Section 547 of the Bankruptcy Code enacts in part:
. . . . .
(b) Except as provided in subsection (c) of this section, the trustee may avoid any transfer of an interest of the debtor in property —
(1) to or for the benefit of a creditor;
(2) for or on account of an antecedent debt owed by the debtor before such transfer was made;
(3) made while the debtor was insolvent;
(4) made —
(A) on or within 90 days before the date of the filing of the petition;
* * * * * *
(5) that enables such creditor to receive more than such creditor would receive if —
(A) the case were a case under chapter 7 of this title;
(B) the transfer had not been made; and
(C) such creditor received payment of such debt to the extent provided by the provisions of this title.
11 U.S.C.A. § 547(b) (West 1979 Supp. 1985).
The trustee alleges that the payment of $15,000.00 on January 14, 1985, to defendant constitutes an avoidable preference.
Defendant does not deny the existence of the five elements required by § 547(b) to establish a preference. However, defendant asserts two separate defenses under 11 U.S.C.A. § 547(c) (West 1979 Supp. 1985), which provides certain exceptions to the trustee's ability to avoid transfers.
Defendant's first defense to avoidance of the $15,000.00 transfer is § 547(c)(4) which provides:
(c) The trustee may not avoid under this section a transfer —
(4) to or for the benefit of a creditor, to the extent that, after such transfer, such creditor gave new value to or for the benefit of the debtor —
(A) not secured by an otherwise unavoidable security interest; and
(B) on account of which new value the debtor did not make an otherwise unavoidable transfer to or for the benefit of such creditor[.]
As previously stated, the parties have stipulated that defendant extended credit totaling $5,864.76 subsequent to the $15,000.00 transfer of January 14, 1985. Further, the parties stipulated that no payment was received for this subsequent extension of credit. Indeed, the trustee concedes that this extension of credit is within the scope of § 547(c)(4) and that the preferential payment of $15,000.00 is accordingly reduced by the sum of $5,864.76.
Defendant also asserts a defense pursuant to § 547(c)(2), which recites:
(c) The trustee may not avoid under this section a transfer —
(2) to the extent that such transfer was —
(A) in payment of a debt incurred by the debtor in the ordinary course of business or financial affairs of the debtor and the transferee;
(B) made in the ordinary course of business or financial affairs of the debtor and the transferee; and
(C) made according to ordinary business terms[.]
Few decisions have addressed the meaning of the language regarding "ordinary course of business" and "ordinary business terms." One case makes it clear that the term "ordinary" contemplates, at least in part, that which is ordinary as between the respective parties. Ewald Bros. v. Kraft, Inc. (In re Ewald Bros.), 45 B.R. 52, 57 (Bankr.D.Minn. 1984).

■ **Exercise prompt**: Could you pick up the text on the bankruptcy preference defenses after its last sentence and continue it? The items that follow come from a different source than this text.

■ **Material supplied**:

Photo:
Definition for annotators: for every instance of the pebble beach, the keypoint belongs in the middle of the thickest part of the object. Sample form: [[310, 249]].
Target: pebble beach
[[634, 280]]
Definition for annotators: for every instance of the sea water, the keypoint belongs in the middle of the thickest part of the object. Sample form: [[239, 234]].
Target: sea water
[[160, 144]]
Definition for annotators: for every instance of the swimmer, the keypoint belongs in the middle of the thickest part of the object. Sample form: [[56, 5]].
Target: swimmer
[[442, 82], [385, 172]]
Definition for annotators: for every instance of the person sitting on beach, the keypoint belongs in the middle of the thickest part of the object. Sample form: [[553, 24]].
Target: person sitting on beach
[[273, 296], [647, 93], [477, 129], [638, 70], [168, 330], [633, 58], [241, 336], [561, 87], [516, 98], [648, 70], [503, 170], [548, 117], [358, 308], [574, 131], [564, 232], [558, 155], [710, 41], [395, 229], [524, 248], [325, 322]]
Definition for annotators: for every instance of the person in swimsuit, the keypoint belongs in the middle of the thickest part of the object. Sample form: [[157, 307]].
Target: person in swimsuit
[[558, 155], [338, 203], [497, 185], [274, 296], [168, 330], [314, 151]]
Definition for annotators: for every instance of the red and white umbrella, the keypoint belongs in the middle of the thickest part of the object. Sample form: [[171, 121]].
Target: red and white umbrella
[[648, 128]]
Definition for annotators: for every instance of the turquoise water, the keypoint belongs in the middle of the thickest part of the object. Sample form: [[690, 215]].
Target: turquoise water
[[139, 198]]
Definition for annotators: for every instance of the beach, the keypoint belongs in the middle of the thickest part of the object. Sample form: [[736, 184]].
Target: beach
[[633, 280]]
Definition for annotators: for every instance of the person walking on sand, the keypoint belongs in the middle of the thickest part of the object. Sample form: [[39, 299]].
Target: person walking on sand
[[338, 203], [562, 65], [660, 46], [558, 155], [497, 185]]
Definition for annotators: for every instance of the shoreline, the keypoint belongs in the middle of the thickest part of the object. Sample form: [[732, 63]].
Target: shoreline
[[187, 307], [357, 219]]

■ **Expected answer**:
The debtor testified that the payment made on January 14, 1985, to defendant was made for the purpose of reducing the indebtedness to defendant arising from purchases of various air conditioning, refrigeration and heating supplies. Thus, there can be no question that the transfer was in payment of a debt incurred by the debtor in the ordinary course of business or financial affairs of the debtor and transferee, in that debtor was in the business of purchasing and installing such materials on various construction projects. However, it remains for the court to determine whether the payment was made in the ordinary course of business or financial affairs of the debtor and transferee, and whether such payment was made according to ordinary business terms.
According to the legislative history of § 547(c)(2), the clear purpose of the ordinary course of business exception "is to leave undisturbed normal financial relations, because it does not detract from the general policy of the preference section to discourage unusual action by either the debtor or his creditors during the debtor's slide into bankruptcy." H.R. Rep. No. 595, 95th Cong., 1st Sess. 373, (1977), reprinted in 1978 U.S. Code Cong. Ad.News 5963, 6329; S.Rep. No. 989, 95th Cong., 2nd Sess. 88, (1978), reprinted in 1978 U.S. Code Cong. Ad.News 5787, 5874. Thus, in determining whether a transferee has established the requirements of § 547(c)(2), the court should consider factors such as the prior course of dealing between the parties, the amount of the payment, the timing of the payment, and the circumstances surrounding the payment.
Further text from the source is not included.